> **TEXTE DE RÉFÉRENCE**:
◇ ◇ ◇

Au Togo, les populations puisent dans leur environnement non seulement pour leur subsistance mais également pour leur sécurité alimentaire et hydrique. Cependant, de nombreuses espèces végétales et animales dont elles dépendent ont disparu en raison d’une croissance démographique rapide et de l’exploitation non durable des ressources.
Afin de soulager la pression humaine sur la forêt, le programme sur l’Homme et la biosphère de l’UNESCO a mis en œuvre un projet sur trois ans en collaboration avec le ministère togolais de l’Environnement et des ressources forestières, ainsi que des organisations non gouvernementales locales et des communautés rurales.
Lors de la première phase, l’UNESCO a entrepris une série d’études et d’enquêtes pour déterminer l’état de la biodiversité et identifier les opportunités de marché.
Selon Enang Moma, du Bureau de l’UNESCO à Abuja au Nigéria, « celles-ci comprenaient un exercice de cartographie des parties prenantes, des consultations avec la communauté locale, une évaluation des besoins, une étude socio-économique, un inventaire de la biodiversité dans le parc national de Fazao-Malfakassa et, enfin, une étude de marché et des analyses de produits ».

◇ ◇ ◇

> **LISTE DES DONNÉES**:
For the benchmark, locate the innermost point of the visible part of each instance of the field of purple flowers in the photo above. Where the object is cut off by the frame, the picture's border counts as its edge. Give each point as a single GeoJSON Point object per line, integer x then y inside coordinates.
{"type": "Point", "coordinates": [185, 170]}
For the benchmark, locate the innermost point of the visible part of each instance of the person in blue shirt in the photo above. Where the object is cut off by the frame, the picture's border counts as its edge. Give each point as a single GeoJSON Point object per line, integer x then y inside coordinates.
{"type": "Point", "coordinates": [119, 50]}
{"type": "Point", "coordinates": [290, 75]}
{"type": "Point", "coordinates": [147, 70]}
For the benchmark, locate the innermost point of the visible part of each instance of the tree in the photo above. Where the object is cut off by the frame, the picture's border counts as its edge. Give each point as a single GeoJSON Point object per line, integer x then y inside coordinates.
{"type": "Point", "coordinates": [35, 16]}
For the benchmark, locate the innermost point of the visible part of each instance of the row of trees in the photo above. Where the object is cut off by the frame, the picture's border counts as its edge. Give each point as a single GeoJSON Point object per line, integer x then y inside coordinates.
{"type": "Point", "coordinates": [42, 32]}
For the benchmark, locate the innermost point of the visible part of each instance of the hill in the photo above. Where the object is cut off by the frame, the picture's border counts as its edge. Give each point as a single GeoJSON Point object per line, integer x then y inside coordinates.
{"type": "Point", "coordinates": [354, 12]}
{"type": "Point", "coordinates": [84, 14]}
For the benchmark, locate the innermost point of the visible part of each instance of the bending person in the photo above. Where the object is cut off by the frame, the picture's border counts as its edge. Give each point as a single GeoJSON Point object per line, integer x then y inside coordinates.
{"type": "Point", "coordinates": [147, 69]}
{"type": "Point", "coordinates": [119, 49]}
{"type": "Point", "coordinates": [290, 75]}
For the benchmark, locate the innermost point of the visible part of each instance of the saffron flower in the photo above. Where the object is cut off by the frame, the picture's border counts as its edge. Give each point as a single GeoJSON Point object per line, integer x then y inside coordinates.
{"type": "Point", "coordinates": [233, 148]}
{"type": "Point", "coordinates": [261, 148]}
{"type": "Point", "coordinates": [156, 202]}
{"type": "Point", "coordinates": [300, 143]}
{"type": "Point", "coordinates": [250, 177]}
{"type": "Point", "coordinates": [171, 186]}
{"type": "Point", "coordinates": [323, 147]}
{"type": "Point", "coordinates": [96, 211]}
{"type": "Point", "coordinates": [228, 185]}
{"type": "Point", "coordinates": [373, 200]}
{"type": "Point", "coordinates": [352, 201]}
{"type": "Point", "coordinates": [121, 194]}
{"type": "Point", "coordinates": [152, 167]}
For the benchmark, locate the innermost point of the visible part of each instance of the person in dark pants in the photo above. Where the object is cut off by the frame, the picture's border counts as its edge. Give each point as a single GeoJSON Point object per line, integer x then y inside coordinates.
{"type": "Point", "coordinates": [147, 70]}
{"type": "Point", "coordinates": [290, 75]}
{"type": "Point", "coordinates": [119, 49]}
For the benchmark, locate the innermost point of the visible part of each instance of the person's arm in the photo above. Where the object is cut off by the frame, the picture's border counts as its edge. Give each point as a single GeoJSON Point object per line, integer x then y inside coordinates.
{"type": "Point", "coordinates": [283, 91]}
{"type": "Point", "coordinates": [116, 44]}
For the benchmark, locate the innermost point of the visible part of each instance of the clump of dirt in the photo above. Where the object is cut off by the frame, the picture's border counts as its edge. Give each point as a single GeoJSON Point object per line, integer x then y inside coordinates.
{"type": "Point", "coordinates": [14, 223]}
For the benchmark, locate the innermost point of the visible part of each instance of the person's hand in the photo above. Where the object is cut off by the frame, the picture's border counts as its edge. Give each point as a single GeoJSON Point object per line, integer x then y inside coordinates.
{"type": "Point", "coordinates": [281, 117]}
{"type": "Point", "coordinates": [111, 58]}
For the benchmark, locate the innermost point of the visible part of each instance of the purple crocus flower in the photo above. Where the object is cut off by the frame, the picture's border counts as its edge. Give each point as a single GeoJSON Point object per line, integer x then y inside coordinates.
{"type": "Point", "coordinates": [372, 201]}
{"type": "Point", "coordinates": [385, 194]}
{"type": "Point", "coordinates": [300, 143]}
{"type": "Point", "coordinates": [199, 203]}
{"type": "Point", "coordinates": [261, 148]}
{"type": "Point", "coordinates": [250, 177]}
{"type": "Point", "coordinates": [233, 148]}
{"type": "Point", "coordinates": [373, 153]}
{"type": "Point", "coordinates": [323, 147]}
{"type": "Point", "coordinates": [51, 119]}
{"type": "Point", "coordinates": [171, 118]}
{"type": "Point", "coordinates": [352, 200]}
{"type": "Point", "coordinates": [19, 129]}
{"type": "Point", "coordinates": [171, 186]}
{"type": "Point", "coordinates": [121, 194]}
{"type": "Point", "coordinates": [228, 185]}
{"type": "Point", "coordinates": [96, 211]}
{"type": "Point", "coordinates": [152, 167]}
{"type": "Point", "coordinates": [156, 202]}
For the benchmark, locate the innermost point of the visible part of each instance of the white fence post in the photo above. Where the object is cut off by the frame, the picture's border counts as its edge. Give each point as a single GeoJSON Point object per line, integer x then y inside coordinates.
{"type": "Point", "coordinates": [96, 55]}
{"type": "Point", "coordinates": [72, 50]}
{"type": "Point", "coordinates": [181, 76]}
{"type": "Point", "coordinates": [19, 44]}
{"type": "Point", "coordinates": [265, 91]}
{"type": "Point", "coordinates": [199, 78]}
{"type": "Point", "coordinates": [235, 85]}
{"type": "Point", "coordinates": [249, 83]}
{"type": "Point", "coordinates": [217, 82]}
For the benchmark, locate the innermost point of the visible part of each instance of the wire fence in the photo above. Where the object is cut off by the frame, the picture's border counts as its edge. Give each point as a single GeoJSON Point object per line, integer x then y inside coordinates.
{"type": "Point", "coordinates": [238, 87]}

◇ ◇ ◇

Résumez en deux phrases le texte sur le projet de l'UNESCO au Togo. Seul le texte doit servir de source.

> **RÉPONSE**: Au Togo, les populations dépendent de leur environnement pour leur subsistance et leur sécurité alimentaire et hydrique, mais de nombreuses espèces dont elles dépendent ont disparu à cause d'une croissance démographique rapide et d'une exploitation non durable des ressources. Pour alléger la pression humaine sur la forêt, le programme sur l'Homme et la biosphère de l'UNESCO a mis en œuvre un projet de trois ans avec le ministère togolais de l'Environnement et des ressources forestières, des ONG locales et des communautés rurales, en commençant par des études et des enquêtes sur l'état de la biodiversité et les opportunités de marché.